▶ Отрывок
= = =

Великий последний шанс (сборник)
Шрифт:
Власть стала абсолютной и сломила всех. Понятие чести отсутствовало в принципе. Раболепную преданность возвели в принцип. Протест давился в зародыше, и выпалывалось все кругом. Возможен был только приказ сверху и послушание снизу.
И сбежал к черту в Польше весь экспедиционный корпус во главе с Курбским! Плюнули рабы на рабскую родину!
5. Петр европеизировал Россию. Ввел обычаи и этикет Голландии, Германии, Англии. Убрал непроницаемость сословных перегородок.
При этом — по всем свидетельствам! — немецкий булочник разговаривал с русским императором свободнее, чем русский министр!
Быть иностранцем на Руси при Петре стало престижно. Иностранец был выше своего.
Если пахнуть начинает от царя — то чего вы хотите от духа народа?! Смотрите, слушайте, внимайте: иностранцы лучше нас, с ними сам царь больше считается и уважает.
Самое ужасное, что на тот момент Голландия и Германия действительно поднялись по лестнице цивилизации выше России. И флот, и армия, и промышленность, и науки, и искусства, и архитектура. Впрочем, для архитектуры выписали итальянцев. Ну — итальянцы еще московский Кремль построили.
Власть выше нас.
Иностранцы выше нас.
Нам права не полагаются.
Вот примерный комплекс русского человека той эпохи. И посмел бы кто из приближенных перечить Петру! А сладко бить в морду, когда и пикнуть не смеют, а? Одно слово — царь-европеец.
6. И одной из черт национального духа совершенно оформилась непобедимая тяга к воровству.
Анекдот знаменитый и знаковый: подготовивший Указ против воровства Петр поделился с Меншиковым: кто украдет что дороже веревки — быть тому повешенным на той самой веревке. Выдержав издевательский взгляд законодателя, Меншиков вздохнул сочувственно, и ответ его засел в фольклоре, как клинок в камне: «Мин херц, останешься без единого подданного».
Исконно — князья обирали народ, а народ поворовывал где мог, компенсируя чрезмерные потери и действуя в том же духе посильного самообеспечения.
7. Боже мой, как прекрасна и безразмерна была бы история воровства в России! А какой персоналий! А какой раздел анекдотов — радостных, восторженных! Сколько глубокой самоиронии в русских анекдотах о воровстве! И что характерно: сами русские складывали всегда анекдоты о том, что русские воруют больше всех! Это льстило — хоть в такой форме! — национальному самолюбию!

= = =

▶ Записи
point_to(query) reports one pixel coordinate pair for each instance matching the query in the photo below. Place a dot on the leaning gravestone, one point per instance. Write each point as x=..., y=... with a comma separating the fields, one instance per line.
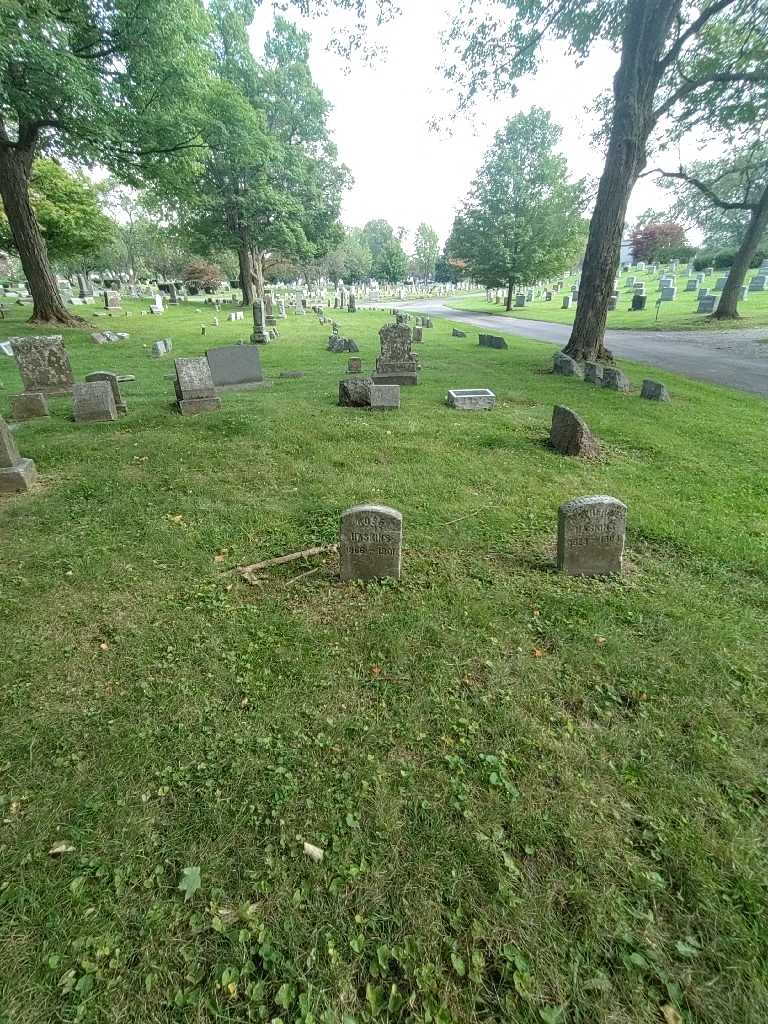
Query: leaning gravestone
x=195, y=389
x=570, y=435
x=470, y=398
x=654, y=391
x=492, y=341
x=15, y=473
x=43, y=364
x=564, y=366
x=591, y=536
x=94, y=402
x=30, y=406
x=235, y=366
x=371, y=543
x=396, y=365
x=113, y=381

= = =

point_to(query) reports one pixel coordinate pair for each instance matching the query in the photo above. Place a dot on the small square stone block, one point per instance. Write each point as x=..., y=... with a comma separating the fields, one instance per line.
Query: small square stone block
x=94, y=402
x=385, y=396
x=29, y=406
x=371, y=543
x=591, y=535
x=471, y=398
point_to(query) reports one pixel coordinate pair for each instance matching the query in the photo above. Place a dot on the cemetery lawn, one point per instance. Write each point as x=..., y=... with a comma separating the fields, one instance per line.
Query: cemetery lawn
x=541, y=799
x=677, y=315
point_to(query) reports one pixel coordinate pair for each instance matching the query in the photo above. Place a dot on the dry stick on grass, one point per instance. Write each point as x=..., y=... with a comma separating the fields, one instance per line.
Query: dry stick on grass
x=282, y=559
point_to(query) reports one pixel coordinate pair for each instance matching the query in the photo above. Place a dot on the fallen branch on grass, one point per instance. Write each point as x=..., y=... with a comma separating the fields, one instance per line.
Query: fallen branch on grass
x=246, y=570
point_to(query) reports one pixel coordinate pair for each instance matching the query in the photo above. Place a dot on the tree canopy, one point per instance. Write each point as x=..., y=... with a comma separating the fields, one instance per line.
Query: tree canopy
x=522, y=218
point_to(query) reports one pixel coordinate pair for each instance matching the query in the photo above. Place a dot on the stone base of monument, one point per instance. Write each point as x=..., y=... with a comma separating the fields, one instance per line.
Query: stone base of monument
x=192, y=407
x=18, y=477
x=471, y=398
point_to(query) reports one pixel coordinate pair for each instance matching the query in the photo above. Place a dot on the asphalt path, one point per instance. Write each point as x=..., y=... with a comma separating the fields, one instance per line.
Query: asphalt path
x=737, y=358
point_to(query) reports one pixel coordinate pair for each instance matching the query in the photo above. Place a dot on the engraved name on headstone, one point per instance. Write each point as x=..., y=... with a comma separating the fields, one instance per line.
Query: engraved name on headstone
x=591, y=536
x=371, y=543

= = =

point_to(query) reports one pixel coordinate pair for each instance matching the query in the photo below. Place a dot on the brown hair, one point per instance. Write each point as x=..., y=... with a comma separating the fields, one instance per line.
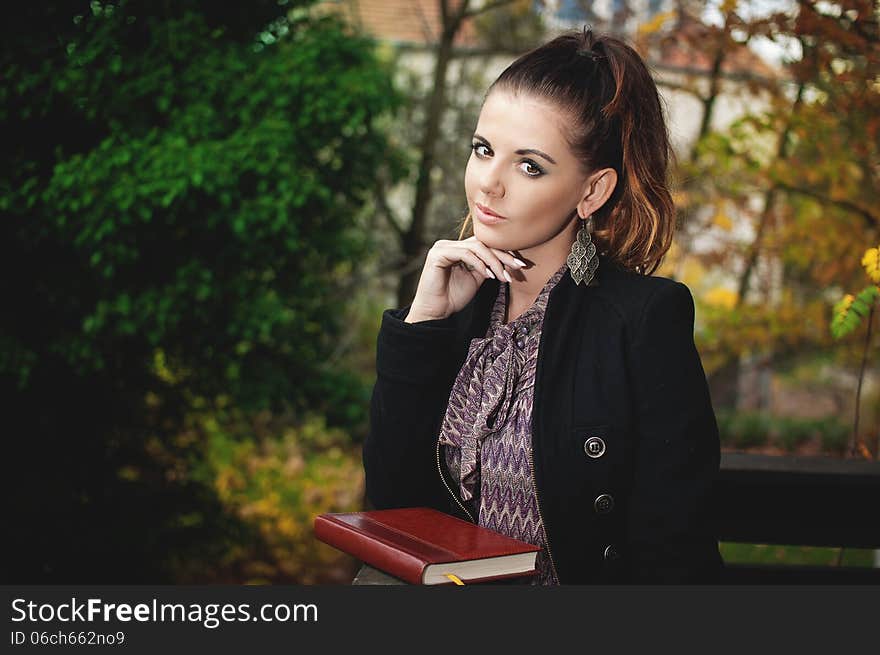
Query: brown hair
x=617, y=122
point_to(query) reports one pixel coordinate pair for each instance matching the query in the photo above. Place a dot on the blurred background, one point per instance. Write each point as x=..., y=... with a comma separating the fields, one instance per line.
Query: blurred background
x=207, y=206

= = =

▶ Задание 1
Кого, согласно отрывку, выписали в Россию для архитектуры?
▶ Задание 2
Решите, согласуются ли с отрывком утверждения: (a) при Петре быть иностранцем на Руси стало престижно; (b) по указу Петра за кражу чего-либо дороже веревки полагалась ссылка; (c) анекдоты о том, что русские воруют больше всех, складывали иностранцы. Для каждого ответьте «да» или «нет» и дословно приведите решающие слова отрывка.
Опирайтесь только на отрывок.

▶ Ответ 1
Итальянцев.

▶ Ответ 2
(a) Да: «Быть иностранцем на Руси при Петре стало престижно».
(b) Нет: «кто украдет что дороже веревки — быть тому повешенным на той самой веревке».
(c) Нет: «сами русские складывали всегда анекдоты о том, что русские воруют больше всех».